_Exercice écrit 1_: D'après l'extrait sur la nationalisation du papier, entre combien d'hommes le bureau devrait-il établir un plan de distribution ?

_Extrait du document_:
---
Où est le papier que vous achetiez si facilement avant la nationalisation ? Différentes hypothèses se présentent. L’agent préposé à la nationalisation est un bolchevik au petit pied, de l’espèce que j’ai décrite. Il a simplement volé une partie du stock pour le revendre sous main à un prix exorbitant favorisé par l’absence de papier sur le marché légal libre. C’est probablement l’hypothèse qui se présentera le plus souvent. Il se peut également que le papier n’ait pas été volé, mais vendu à la clientèle qui vous a précédé. Votre ancien fournisseur était intéressé à compléter son stock le plus vite possible ; mais le fonctionnaire qui gère le stock ne l’est pas du tout. S’il est zélé, il entrera en correspondance avec un bureau central quelconque et réclamera de nouvelles marchandises. Mais la correspondance administrative traîne, même dans un Etat socialiste. Et puis, des questions de principe peuvent se poser au bureau, et alors c’est la fin de tout espoir de pouvoir toucher votre papier à lettres. Imaginez seulement que le bureau ait la prétention de procéder d’une façon logique : il devra alors faire l’inventaire de tout le papier à lettres de toute la Russie, puis établir un plan de distribution entre cent millions d’hommes et le distribuer conformément au plan. On peut être certain de n’avoir jamais le papier souhaité, car, enfin, le régime bolchéviste ne pourra durer toujours.
---
_Exercice écrit 2_: Ajoutez 70 à chaque coordonnée figurant dans les réponses, puis réécrivez intégralement les lignes des données. Commencez à la toute première ligne des données et arrêtez-vous après la ligne contenant "[(170, 312), (146, 282)]", ces deux lignes comprises.
---
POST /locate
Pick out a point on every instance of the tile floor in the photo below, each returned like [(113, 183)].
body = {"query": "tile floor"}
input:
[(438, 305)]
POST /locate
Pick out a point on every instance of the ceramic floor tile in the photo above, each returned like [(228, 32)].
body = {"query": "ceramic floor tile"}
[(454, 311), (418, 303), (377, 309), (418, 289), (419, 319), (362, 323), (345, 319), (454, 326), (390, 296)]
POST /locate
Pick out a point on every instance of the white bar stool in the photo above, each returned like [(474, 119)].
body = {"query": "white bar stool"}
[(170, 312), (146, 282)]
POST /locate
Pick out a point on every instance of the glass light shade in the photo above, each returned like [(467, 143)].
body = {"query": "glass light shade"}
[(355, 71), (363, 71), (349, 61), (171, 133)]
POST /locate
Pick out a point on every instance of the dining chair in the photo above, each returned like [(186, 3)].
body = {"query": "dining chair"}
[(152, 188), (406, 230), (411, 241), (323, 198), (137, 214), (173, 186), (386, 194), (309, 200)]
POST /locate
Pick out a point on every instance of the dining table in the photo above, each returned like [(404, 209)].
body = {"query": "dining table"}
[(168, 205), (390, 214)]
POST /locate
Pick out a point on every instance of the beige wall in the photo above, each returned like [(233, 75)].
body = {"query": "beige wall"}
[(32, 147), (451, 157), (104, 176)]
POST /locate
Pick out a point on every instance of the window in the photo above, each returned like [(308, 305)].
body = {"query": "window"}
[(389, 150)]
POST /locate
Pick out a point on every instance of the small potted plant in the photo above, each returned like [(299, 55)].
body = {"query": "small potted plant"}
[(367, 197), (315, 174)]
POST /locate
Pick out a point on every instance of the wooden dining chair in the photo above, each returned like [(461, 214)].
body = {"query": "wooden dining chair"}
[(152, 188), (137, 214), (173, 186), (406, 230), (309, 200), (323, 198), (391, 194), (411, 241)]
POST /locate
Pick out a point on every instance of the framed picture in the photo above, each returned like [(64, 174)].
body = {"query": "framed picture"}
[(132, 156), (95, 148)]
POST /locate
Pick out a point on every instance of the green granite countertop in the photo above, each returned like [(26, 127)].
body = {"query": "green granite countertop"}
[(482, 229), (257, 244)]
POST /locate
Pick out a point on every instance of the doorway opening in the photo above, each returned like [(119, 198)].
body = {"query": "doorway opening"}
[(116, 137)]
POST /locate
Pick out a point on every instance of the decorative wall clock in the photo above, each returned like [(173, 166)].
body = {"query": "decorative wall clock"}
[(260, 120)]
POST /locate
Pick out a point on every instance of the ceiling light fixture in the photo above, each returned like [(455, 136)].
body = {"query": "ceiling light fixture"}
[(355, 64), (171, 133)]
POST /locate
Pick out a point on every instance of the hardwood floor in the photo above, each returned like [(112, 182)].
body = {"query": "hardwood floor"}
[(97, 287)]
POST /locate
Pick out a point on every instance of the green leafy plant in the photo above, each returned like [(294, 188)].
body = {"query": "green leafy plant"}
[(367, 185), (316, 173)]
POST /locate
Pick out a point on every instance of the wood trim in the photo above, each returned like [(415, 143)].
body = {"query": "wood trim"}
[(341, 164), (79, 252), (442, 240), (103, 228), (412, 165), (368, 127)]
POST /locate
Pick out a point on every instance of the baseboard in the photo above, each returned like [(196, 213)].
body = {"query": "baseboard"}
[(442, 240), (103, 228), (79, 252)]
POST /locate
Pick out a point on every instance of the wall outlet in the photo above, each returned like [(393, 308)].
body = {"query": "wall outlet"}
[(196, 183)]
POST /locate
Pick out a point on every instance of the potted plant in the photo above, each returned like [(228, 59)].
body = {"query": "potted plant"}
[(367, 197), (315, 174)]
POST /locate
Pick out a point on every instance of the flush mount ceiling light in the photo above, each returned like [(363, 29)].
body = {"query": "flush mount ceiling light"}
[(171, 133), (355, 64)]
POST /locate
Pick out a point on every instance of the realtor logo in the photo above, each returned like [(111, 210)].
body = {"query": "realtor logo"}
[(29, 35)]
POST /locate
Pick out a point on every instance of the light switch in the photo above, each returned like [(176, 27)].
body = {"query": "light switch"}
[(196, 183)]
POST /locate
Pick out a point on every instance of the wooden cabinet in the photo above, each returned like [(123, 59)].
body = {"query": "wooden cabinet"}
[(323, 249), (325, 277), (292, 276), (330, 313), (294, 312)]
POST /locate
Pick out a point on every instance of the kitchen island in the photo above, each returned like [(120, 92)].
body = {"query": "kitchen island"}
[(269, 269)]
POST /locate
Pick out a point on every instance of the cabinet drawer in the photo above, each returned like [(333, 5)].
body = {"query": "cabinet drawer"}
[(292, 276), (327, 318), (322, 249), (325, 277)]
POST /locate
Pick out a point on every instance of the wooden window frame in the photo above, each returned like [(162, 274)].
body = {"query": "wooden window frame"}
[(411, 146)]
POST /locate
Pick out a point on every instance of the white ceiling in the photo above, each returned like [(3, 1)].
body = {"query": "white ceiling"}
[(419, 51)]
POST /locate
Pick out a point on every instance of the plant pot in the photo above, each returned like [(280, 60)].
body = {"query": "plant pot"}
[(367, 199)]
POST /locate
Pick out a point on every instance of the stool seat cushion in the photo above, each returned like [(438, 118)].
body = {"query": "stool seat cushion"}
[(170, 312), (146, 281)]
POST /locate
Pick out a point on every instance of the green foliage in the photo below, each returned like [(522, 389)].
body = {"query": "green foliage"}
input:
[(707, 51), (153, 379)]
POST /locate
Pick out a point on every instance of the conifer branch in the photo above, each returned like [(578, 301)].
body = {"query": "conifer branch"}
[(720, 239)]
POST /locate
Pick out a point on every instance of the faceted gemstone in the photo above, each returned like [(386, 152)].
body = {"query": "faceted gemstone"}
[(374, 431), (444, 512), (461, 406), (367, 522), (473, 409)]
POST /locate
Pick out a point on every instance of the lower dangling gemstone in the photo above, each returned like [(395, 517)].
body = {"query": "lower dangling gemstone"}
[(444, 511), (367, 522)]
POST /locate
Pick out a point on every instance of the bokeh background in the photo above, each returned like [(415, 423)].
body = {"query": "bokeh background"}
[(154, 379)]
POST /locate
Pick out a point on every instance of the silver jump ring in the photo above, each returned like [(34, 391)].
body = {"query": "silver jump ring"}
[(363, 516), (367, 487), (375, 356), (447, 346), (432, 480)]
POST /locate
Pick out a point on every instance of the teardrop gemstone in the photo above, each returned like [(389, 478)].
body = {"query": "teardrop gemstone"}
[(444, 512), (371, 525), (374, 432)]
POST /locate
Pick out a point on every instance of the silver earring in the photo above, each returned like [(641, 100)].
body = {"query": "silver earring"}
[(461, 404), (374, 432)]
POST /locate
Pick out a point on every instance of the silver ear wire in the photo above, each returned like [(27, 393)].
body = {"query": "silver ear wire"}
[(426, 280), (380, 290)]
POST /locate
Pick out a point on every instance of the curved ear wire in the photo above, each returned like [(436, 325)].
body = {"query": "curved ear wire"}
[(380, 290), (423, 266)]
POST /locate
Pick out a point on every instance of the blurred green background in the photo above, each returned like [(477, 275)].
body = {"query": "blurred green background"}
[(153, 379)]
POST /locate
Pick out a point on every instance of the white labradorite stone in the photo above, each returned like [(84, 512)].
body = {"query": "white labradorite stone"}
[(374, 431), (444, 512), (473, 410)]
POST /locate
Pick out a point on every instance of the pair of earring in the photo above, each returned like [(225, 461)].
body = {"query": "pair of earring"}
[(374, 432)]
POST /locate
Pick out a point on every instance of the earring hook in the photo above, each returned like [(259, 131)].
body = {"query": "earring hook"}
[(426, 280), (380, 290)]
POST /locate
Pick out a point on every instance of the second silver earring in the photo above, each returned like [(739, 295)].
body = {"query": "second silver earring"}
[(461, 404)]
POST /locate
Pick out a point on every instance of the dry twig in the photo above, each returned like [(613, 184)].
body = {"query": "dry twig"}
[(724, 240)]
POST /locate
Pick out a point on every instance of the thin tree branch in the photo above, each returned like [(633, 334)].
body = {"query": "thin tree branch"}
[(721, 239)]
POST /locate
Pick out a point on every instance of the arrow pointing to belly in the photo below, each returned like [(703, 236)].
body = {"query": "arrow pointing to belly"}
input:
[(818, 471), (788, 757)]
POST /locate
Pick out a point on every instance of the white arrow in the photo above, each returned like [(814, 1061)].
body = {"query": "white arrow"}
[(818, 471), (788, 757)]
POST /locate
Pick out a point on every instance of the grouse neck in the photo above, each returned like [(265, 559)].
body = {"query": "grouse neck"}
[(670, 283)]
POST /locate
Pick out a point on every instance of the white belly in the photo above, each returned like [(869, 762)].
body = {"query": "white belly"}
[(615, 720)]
---
_Réponse 1_: Entre cent millions d'hommes.

_Réponse 2_:
POST /locate
Pick out a point on every instance of the tile floor in the photo below, each returned like [(113, 183)].
body = {"query": "tile floor"}
input:
[(508, 375)]
POST /locate
Pick out a point on every instance of the ceramic floor tile in the photo above, each returned like [(228, 32)].
body = {"query": "ceramic floor tile"}
[(524, 381), (488, 373), (447, 379), (488, 359), (489, 389), (432, 393), (415, 389), (524, 396), (460, 366)]
POST /locate
Pick out a point on every instance of the white bar stool in the photo above, each returned like [(474, 119)].
body = {"query": "white bar stool"}
[(240, 382), (216, 352)]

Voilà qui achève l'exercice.